(Image annotation data)
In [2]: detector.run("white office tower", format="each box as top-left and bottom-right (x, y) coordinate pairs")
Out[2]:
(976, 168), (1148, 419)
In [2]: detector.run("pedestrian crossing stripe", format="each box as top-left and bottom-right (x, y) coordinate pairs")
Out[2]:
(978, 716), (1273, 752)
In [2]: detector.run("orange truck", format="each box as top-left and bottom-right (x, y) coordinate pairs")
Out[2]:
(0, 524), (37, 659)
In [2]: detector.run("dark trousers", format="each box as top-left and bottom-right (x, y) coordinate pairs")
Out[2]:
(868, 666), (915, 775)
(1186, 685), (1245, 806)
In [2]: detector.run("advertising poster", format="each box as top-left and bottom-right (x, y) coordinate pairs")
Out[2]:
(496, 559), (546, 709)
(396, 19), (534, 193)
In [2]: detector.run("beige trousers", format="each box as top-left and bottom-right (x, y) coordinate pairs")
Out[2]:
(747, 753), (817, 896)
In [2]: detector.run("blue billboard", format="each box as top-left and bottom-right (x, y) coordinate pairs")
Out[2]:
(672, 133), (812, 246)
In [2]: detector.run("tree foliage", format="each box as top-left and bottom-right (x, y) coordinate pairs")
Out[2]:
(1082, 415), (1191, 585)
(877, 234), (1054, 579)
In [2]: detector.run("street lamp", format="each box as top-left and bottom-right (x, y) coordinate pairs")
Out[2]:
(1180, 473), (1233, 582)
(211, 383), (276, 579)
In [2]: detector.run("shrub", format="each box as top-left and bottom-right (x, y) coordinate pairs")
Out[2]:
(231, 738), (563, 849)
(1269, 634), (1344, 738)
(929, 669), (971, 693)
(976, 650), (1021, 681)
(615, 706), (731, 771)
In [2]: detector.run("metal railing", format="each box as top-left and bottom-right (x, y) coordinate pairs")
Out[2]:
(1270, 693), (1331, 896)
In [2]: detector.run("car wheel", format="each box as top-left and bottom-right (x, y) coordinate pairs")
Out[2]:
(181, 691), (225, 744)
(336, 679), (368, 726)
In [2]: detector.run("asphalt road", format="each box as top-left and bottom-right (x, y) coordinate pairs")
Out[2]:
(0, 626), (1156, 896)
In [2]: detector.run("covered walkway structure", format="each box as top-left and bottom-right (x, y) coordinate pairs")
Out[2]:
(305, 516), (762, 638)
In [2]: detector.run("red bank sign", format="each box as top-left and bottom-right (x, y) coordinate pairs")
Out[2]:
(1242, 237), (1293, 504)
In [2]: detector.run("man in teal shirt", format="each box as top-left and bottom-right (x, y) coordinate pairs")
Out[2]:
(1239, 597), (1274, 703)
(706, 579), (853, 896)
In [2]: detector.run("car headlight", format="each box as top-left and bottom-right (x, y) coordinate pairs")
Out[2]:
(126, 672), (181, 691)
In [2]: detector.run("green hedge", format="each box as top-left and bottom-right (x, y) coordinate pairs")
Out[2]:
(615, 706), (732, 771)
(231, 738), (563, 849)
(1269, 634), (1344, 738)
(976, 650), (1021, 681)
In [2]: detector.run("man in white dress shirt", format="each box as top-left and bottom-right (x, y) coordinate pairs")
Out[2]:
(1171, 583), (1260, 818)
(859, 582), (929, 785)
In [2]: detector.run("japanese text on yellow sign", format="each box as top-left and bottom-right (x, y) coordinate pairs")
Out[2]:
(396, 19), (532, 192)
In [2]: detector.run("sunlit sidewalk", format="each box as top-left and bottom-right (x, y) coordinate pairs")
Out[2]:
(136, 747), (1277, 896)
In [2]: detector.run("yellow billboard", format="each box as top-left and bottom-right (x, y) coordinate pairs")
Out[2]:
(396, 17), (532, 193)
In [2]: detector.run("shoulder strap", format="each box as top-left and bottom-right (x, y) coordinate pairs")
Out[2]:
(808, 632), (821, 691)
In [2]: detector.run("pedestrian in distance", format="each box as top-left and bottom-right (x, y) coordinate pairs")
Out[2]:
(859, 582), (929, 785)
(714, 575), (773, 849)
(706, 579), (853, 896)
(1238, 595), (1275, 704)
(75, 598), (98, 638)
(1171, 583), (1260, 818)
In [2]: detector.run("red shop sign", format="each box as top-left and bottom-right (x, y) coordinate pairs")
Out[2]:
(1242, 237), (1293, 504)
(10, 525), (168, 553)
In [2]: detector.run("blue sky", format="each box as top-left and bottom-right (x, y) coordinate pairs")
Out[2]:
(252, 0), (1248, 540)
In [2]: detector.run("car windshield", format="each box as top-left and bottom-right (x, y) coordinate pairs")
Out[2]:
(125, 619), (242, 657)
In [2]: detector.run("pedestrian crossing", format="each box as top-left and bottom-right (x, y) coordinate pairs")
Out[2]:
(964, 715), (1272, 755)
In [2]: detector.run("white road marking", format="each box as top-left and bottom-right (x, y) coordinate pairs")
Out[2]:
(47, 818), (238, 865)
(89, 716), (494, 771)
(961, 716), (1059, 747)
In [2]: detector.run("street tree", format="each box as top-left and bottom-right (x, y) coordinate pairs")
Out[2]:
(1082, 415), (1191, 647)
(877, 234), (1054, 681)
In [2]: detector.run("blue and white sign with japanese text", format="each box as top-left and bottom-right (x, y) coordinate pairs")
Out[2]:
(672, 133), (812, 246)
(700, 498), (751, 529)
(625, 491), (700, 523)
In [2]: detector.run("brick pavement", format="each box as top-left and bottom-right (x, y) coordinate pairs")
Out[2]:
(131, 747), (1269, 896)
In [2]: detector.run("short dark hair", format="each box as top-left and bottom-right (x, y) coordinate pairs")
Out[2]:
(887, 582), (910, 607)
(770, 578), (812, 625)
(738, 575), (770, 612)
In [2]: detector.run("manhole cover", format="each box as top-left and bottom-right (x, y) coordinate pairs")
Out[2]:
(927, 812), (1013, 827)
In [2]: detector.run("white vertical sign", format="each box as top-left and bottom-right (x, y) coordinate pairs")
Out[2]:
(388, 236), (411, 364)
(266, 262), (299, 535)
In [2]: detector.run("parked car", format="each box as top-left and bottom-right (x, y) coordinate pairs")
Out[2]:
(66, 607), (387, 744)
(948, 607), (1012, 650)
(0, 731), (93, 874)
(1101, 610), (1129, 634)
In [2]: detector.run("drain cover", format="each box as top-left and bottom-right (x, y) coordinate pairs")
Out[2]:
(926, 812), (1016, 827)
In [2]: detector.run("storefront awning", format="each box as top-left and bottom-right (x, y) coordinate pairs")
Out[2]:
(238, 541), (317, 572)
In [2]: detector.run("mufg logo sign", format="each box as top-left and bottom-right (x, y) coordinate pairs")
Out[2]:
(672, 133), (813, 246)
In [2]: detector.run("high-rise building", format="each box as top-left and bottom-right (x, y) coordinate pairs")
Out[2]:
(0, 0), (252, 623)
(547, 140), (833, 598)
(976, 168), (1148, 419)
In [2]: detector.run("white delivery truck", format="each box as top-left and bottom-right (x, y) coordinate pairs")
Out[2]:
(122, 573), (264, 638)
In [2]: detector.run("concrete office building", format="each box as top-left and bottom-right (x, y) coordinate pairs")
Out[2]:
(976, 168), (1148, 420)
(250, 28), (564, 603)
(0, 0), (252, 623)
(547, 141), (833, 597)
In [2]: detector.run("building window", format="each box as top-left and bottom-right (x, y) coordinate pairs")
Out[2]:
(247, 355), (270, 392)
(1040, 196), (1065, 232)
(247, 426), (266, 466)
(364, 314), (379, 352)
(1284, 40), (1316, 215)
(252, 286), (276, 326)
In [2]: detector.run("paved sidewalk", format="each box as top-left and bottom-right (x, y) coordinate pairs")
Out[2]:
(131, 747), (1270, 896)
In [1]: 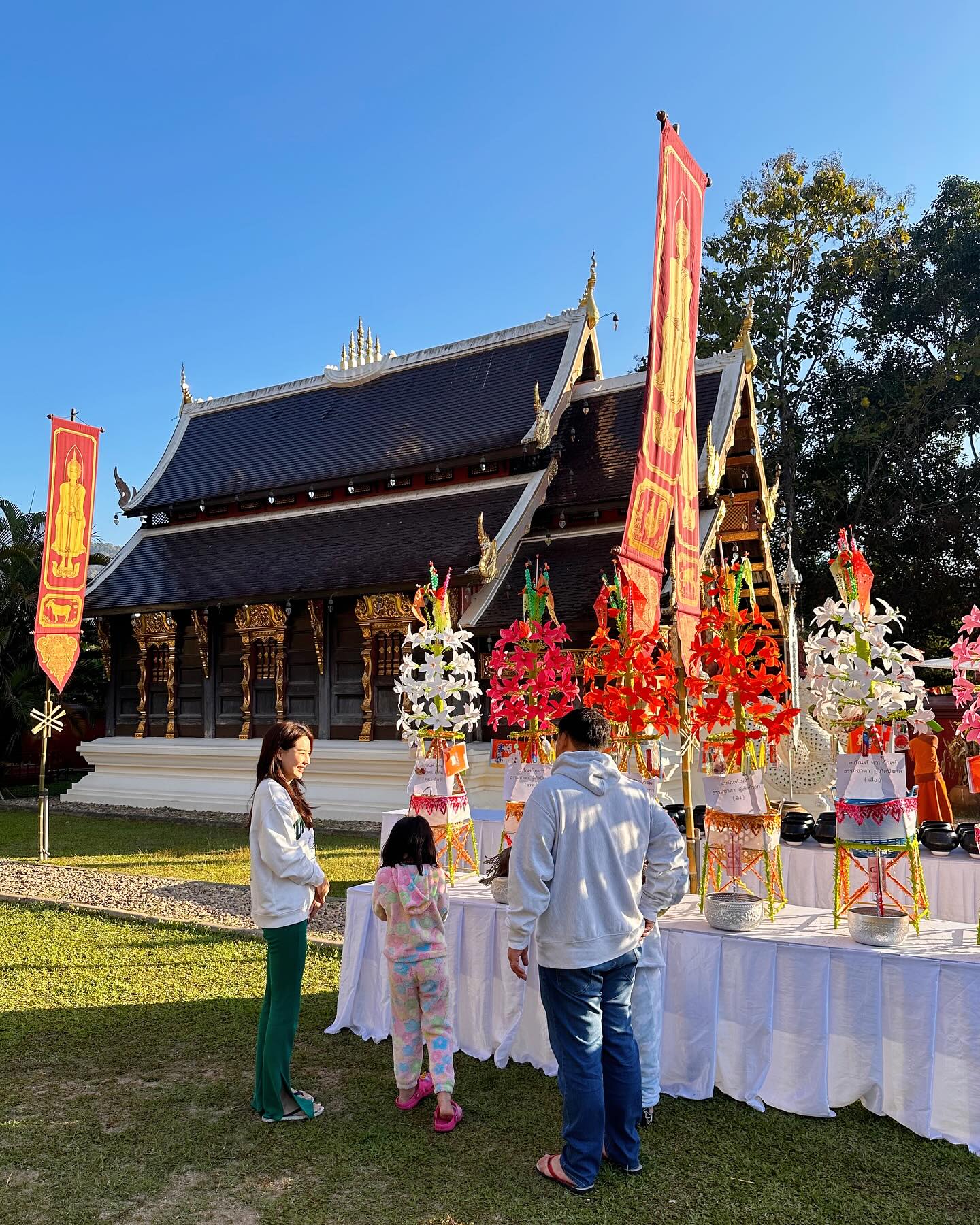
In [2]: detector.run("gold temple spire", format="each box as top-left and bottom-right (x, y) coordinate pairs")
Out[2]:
(578, 251), (599, 327)
(732, 294), (758, 375)
(340, 317), (382, 370)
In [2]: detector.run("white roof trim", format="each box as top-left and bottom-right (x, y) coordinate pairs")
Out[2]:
(126, 309), (578, 513)
(459, 462), (556, 628)
(86, 469), (536, 605)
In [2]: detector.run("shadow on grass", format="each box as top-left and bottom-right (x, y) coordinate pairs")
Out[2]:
(0, 990), (980, 1225)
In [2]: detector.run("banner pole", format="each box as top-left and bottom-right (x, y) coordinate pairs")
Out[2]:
(38, 681), (52, 861)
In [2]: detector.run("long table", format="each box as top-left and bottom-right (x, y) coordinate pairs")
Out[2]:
(327, 882), (980, 1153)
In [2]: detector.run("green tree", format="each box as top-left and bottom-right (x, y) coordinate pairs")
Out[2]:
(795, 176), (980, 654)
(698, 150), (908, 532)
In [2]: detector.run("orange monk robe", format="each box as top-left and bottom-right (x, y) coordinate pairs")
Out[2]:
(909, 732), (953, 826)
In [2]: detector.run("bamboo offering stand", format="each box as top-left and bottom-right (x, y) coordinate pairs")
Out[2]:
(489, 559), (578, 850)
(687, 556), (799, 920)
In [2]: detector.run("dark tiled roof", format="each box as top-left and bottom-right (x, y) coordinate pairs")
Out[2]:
(475, 532), (622, 634)
(86, 481), (527, 616)
(135, 328), (568, 512)
(548, 371), (721, 507)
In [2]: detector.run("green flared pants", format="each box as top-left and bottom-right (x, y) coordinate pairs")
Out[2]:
(252, 919), (312, 1118)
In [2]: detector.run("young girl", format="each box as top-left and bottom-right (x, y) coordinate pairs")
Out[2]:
(248, 723), (329, 1124)
(371, 817), (463, 1132)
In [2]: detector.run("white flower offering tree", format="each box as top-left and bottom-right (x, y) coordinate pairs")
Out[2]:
(395, 562), (480, 885)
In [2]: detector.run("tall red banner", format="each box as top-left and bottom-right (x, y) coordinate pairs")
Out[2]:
(34, 416), (101, 693)
(620, 121), (708, 668)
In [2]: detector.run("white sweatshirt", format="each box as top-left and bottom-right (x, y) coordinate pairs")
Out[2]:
(248, 778), (325, 928)
(507, 752), (687, 970)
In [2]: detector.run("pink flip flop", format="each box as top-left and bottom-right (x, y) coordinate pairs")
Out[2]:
(395, 1072), (432, 1110)
(432, 1101), (463, 1132)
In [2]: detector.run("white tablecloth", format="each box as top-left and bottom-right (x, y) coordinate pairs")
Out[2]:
(779, 838), (980, 926)
(327, 882), (980, 1152)
(381, 808), (504, 871)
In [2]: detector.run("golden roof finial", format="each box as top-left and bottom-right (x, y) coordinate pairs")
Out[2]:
(732, 294), (758, 375)
(578, 251), (599, 327)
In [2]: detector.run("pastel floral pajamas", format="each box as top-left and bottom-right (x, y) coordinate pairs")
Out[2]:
(389, 957), (453, 1093)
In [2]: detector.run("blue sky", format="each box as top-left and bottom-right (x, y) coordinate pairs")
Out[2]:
(0, 0), (980, 542)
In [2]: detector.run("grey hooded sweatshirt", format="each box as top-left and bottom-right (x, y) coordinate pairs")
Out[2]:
(507, 752), (687, 970)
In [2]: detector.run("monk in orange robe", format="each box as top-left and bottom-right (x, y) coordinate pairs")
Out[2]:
(909, 732), (953, 826)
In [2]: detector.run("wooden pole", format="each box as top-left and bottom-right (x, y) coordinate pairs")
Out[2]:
(38, 681), (52, 860)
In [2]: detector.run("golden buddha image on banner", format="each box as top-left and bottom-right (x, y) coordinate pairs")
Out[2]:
(620, 115), (708, 665)
(34, 416), (101, 693)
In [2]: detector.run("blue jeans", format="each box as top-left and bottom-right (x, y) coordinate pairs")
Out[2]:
(538, 948), (642, 1187)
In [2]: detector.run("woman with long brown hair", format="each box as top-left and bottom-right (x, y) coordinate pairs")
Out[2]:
(248, 721), (329, 1124)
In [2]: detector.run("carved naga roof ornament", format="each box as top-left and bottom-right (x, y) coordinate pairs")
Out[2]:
(732, 294), (758, 375)
(534, 382), (551, 451)
(578, 251), (599, 328)
(476, 511), (500, 583)
(704, 421), (725, 497)
(340, 318), (385, 370)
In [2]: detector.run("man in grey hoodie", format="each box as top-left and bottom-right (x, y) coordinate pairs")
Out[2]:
(507, 709), (687, 1193)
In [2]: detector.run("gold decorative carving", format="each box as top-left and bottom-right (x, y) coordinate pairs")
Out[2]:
(578, 251), (599, 328)
(762, 464), (783, 527)
(704, 421), (724, 497)
(95, 616), (113, 681)
(476, 511), (500, 583)
(340, 318), (382, 370)
(235, 604), (287, 740)
(534, 382), (551, 451)
(354, 591), (414, 741)
(131, 611), (176, 740)
(732, 294), (758, 375)
(191, 609), (211, 680)
(306, 600), (323, 676)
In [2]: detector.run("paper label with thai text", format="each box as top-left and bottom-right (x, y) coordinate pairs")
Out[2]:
(836, 753), (909, 800)
(701, 769), (768, 816)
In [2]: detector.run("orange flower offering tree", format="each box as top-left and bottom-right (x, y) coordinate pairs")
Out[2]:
(687, 557), (799, 926)
(582, 567), (679, 779)
(487, 562), (578, 847)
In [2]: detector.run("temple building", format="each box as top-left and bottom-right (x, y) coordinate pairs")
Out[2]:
(71, 273), (783, 817)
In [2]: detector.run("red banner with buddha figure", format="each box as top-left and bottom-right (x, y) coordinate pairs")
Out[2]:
(620, 116), (708, 669)
(34, 416), (101, 693)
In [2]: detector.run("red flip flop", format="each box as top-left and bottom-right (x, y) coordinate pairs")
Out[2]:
(395, 1072), (435, 1110)
(432, 1099), (463, 1132)
(534, 1153), (595, 1196)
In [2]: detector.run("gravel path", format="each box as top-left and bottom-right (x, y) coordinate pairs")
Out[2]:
(0, 859), (346, 941)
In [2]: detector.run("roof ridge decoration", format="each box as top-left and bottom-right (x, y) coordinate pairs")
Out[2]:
(732, 294), (758, 375)
(578, 251), (599, 331)
(340, 316), (395, 370)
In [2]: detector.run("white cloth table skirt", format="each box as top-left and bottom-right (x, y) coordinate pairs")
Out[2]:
(381, 808), (504, 871)
(327, 882), (980, 1152)
(779, 838), (980, 926)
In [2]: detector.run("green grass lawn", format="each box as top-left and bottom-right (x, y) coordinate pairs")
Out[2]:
(0, 904), (980, 1225)
(0, 808), (378, 898)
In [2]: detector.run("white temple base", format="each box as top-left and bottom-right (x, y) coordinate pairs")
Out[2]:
(64, 736), (504, 822)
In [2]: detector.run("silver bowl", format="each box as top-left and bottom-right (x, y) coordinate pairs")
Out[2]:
(490, 876), (511, 906)
(704, 893), (762, 931)
(848, 906), (909, 948)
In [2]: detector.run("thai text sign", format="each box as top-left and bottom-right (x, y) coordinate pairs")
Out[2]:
(34, 416), (101, 693)
(836, 753), (908, 800)
(620, 122), (708, 665)
(701, 769), (769, 817)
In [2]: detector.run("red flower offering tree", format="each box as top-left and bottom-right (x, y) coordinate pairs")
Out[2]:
(489, 562), (578, 847)
(687, 557), (799, 926)
(582, 567), (679, 781)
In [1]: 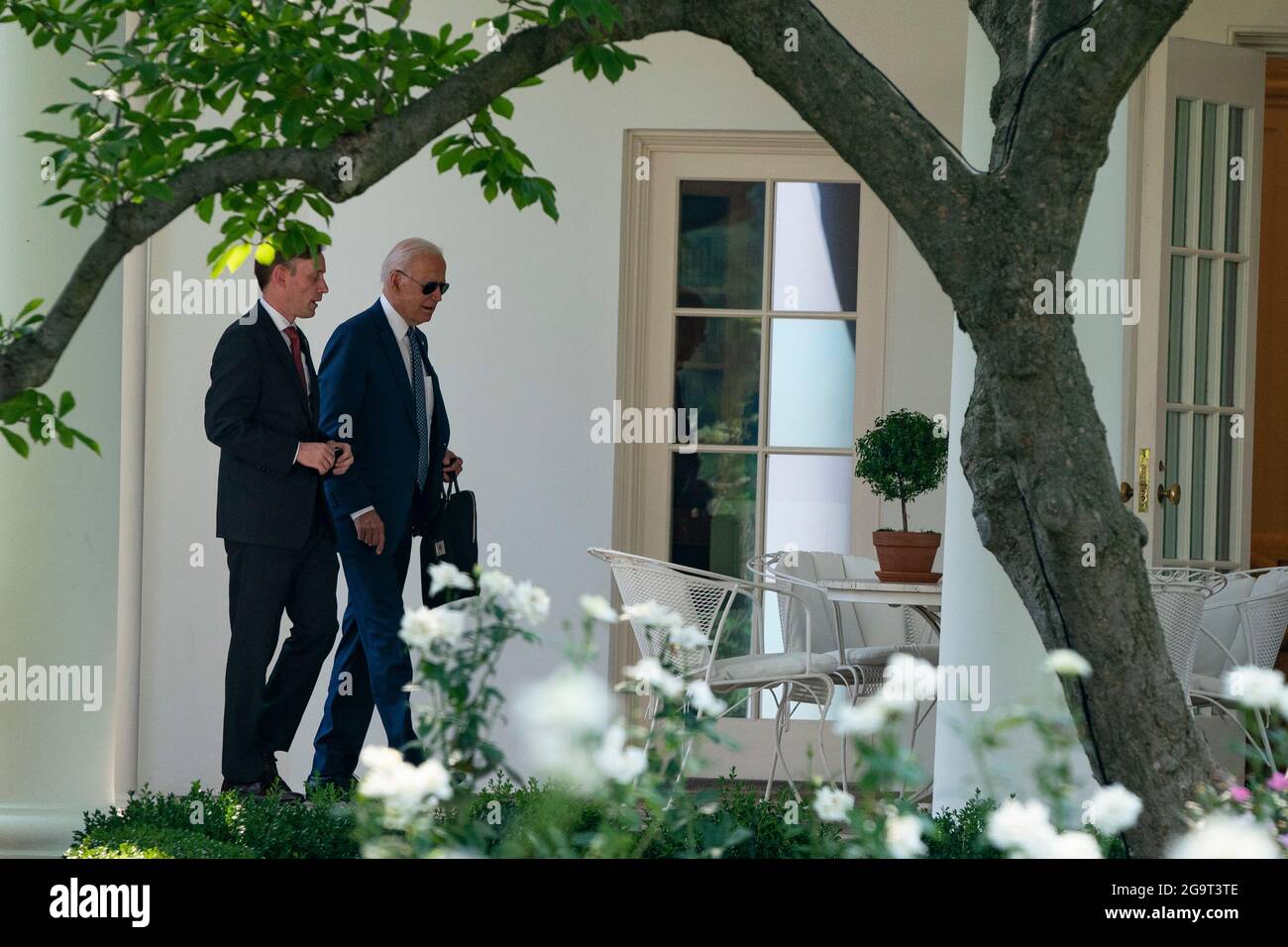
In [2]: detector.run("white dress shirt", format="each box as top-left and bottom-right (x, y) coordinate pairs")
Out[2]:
(259, 297), (310, 464)
(349, 292), (434, 519)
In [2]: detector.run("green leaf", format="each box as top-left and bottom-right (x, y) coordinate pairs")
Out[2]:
(0, 428), (31, 458)
(197, 194), (215, 224)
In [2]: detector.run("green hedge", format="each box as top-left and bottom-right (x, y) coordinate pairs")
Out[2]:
(67, 780), (1124, 858)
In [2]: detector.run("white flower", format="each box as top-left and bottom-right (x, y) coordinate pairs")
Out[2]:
(579, 595), (621, 625)
(810, 786), (854, 822)
(881, 653), (936, 703)
(515, 668), (612, 788)
(622, 601), (684, 629)
(358, 746), (452, 828)
(832, 694), (901, 737)
(885, 814), (926, 858)
(666, 625), (711, 651)
(429, 562), (474, 595)
(987, 798), (1055, 857)
(1086, 783), (1141, 835)
(1167, 813), (1282, 858)
(1042, 648), (1091, 678)
(511, 581), (550, 625)
(1223, 665), (1284, 707)
(688, 681), (729, 716)
(1050, 832), (1104, 858)
(595, 723), (648, 784)
(398, 605), (465, 651)
(623, 657), (684, 701)
(480, 570), (514, 608)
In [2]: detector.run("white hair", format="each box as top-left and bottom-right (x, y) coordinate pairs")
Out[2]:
(380, 237), (446, 286)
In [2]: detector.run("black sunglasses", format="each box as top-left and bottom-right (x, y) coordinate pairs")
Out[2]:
(394, 269), (451, 296)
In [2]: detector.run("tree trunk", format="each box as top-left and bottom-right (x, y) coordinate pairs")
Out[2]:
(953, 228), (1214, 857)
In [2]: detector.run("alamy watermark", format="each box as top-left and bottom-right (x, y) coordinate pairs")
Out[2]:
(1033, 270), (1140, 326)
(0, 657), (103, 712)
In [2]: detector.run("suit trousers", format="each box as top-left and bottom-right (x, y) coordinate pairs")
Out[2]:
(223, 485), (339, 785)
(312, 484), (438, 785)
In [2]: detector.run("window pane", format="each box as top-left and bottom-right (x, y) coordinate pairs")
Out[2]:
(1216, 415), (1234, 559)
(773, 181), (859, 312)
(1158, 411), (1181, 559)
(1199, 102), (1218, 250)
(675, 316), (760, 445)
(1189, 414), (1216, 559)
(675, 180), (765, 309)
(769, 318), (855, 447)
(1221, 262), (1240, 407)
(1194, 257), (1212, 404)
(1224, 106), (1246, 253)
(1167, 256), (1185, 402)
(671, 451), (756, 581)
(1172, 99), (1194, 246)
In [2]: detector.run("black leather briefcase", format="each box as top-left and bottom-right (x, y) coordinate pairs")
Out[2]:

- **PROBLEM**
Copy the lines of the material word for word, beginning with the line that contains "with long brown" and continuing through the line that contains "(248, 721), (329, 1124)".

- **THE REPLY**
In [2]: detector.run("woman with long brown hair", format="each box as top-left and bottom-right (x, y) coordinate pairs")
Out[2]:
(248, 721), (329, 1124)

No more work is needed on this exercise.